(Provided passage)

May To-Do List

Here we are in high gear with the “petal to the metal”, so to speak.  All of us are trying to cram a year’s worth of gardening into one month and it doesn’t seem to work very well, does it?  It’s important to remember that gardening is more of a marathon than a sprint and we will enjoy it a whole lot more if we spread out the work over the entire year.  Here are some things to consider this month.  


ROSES:  On top of the 2 cups of organic rose food you spread around last month, add a cup of alfalfa under each rose and cover it all with an inch of compost.  To control the inevitable mildew and black spot that is sure to come, apply a combination systemic product like Bonide's ‘Rose Rx’ Drench to solve all your disease and insects problems for 6 weeks.  By the end of this month you should be enjoying your first bouquet of roses.


LAWNS:  While April was the consummate month to resurrect your lawn, May can work pretty well too.  Come into the nursery and pick up my handy dandy year-long guide to a beautiful lawn.  


PRUNING:  This is the month to deadhead rhododendrons.  This is a nasty, sticky job that, despite its unpleasantness, is well worth the effort to complete.  Be careful not to knock off the new shoots while you are removing the spent flowers.  While you are at it, add some rhodie food and spread an inch of compost under these beauties and they will be set for the season.


PERENNIALS:  These are the plants that come back every year (most of the time).  Generally speaking, perennials bloom for 5 to 6 weeks, so if you want continuous color you need to plant early, mid and late bloomers.  You can find them all at the garden center right now, some in bloom, some out of bloom and some not ready to bloom for 3 to 4 months.

(End Provided passage)

— Tasks to perform —
1) In the May to-do list, how long do perennials generally bloom?
2) Rewrite the May to-do list starting at "LAWNS:  While April" and ending at "a beautiful lawn.", with "nursery" changed to "garden center".
The records that come next are separate material and have nothing to do with the May to-do list.

(Study material)

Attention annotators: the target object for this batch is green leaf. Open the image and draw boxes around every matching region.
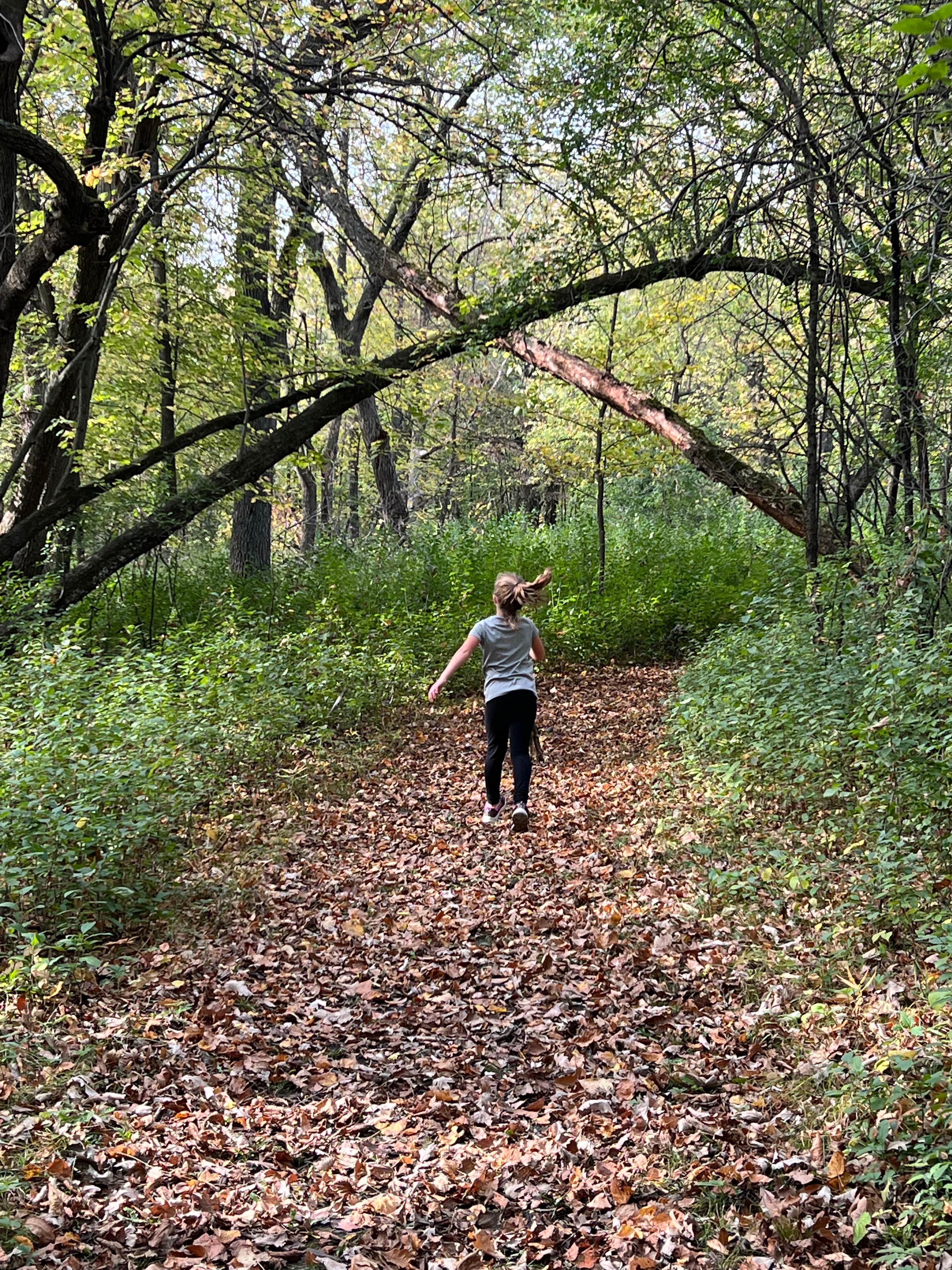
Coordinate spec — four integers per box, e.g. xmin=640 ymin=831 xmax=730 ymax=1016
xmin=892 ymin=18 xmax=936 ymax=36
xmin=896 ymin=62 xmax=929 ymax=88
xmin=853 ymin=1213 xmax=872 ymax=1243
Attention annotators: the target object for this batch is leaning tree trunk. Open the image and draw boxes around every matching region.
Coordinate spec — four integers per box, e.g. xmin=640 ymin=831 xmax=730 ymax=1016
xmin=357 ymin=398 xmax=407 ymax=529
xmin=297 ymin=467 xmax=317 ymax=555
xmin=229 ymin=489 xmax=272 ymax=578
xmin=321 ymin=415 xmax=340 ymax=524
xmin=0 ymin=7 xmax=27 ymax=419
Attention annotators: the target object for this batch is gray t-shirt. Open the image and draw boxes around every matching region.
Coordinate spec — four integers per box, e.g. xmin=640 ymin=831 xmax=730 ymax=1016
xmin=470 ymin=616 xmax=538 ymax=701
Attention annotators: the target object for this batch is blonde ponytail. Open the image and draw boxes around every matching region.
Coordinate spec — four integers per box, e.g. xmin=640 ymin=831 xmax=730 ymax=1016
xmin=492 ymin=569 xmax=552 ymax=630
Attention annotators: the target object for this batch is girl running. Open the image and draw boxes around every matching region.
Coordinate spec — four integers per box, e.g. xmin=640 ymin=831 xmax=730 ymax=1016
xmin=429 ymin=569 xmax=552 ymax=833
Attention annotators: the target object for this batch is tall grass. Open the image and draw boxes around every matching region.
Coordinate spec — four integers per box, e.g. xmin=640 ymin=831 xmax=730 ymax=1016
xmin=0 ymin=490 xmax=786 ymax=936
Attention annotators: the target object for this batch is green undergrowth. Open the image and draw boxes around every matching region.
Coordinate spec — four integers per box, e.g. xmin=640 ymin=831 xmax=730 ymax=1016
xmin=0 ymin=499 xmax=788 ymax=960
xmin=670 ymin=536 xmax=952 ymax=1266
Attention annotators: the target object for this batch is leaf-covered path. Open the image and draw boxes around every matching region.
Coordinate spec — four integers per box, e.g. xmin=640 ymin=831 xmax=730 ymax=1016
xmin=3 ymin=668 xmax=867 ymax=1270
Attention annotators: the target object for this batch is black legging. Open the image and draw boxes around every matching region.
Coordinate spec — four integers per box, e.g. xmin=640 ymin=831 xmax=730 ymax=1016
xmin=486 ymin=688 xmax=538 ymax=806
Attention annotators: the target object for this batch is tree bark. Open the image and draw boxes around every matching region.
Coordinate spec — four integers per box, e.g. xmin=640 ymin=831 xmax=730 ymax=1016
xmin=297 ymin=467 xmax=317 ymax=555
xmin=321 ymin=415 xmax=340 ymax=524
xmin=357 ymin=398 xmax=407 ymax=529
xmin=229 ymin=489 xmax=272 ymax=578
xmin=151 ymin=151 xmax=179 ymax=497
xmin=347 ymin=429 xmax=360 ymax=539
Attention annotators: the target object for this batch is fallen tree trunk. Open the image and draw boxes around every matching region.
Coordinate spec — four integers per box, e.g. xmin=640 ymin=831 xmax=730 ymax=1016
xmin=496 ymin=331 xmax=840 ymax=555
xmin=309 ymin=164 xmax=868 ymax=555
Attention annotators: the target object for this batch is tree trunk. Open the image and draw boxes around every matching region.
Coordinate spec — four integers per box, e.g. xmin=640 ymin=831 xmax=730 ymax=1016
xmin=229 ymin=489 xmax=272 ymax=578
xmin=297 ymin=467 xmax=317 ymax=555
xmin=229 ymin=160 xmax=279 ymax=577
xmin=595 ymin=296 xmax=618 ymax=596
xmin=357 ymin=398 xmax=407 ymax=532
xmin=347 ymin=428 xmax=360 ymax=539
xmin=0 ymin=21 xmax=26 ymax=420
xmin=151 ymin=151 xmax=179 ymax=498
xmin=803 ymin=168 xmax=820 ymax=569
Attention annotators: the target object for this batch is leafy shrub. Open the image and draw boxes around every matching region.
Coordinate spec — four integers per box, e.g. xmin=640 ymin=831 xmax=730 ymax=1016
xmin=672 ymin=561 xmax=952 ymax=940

(End Study material)
(Study material)

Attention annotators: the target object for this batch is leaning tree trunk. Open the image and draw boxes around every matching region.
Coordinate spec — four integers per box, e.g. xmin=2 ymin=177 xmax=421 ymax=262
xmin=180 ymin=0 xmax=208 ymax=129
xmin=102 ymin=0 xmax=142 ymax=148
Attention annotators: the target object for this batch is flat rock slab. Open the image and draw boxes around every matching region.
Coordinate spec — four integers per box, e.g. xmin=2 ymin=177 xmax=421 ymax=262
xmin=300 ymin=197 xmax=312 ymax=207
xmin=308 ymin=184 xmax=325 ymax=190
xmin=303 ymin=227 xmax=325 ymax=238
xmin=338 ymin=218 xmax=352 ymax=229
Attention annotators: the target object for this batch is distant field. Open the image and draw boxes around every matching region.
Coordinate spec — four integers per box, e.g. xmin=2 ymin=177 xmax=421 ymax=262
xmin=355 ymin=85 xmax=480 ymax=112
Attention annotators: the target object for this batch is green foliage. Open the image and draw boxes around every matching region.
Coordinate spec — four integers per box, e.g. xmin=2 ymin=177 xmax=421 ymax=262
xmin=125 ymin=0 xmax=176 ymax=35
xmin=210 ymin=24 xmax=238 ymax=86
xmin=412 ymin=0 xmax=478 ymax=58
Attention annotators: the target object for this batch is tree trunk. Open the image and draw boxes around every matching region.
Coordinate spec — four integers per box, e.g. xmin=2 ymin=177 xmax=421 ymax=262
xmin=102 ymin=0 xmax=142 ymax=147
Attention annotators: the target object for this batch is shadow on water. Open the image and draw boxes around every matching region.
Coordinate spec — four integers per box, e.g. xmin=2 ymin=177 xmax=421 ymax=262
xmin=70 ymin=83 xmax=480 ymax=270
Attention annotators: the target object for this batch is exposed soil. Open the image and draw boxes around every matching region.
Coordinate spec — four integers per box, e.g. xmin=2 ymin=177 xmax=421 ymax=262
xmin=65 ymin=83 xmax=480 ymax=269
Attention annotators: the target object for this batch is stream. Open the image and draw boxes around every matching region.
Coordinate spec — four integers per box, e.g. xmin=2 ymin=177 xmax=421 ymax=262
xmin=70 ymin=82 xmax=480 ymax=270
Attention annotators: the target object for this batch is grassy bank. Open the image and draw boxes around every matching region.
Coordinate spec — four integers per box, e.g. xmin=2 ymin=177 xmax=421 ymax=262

(End Study material)

— Responses to the tasks —
1) Perennials generally bloom for 5 to 6 weeks.

2)
LAWNS:  While April was the consummate month to resurrect your lawn, May can work pretty well too.  Come into the garden center and pick up my handy dandy year-long guide to a beautiful lawn.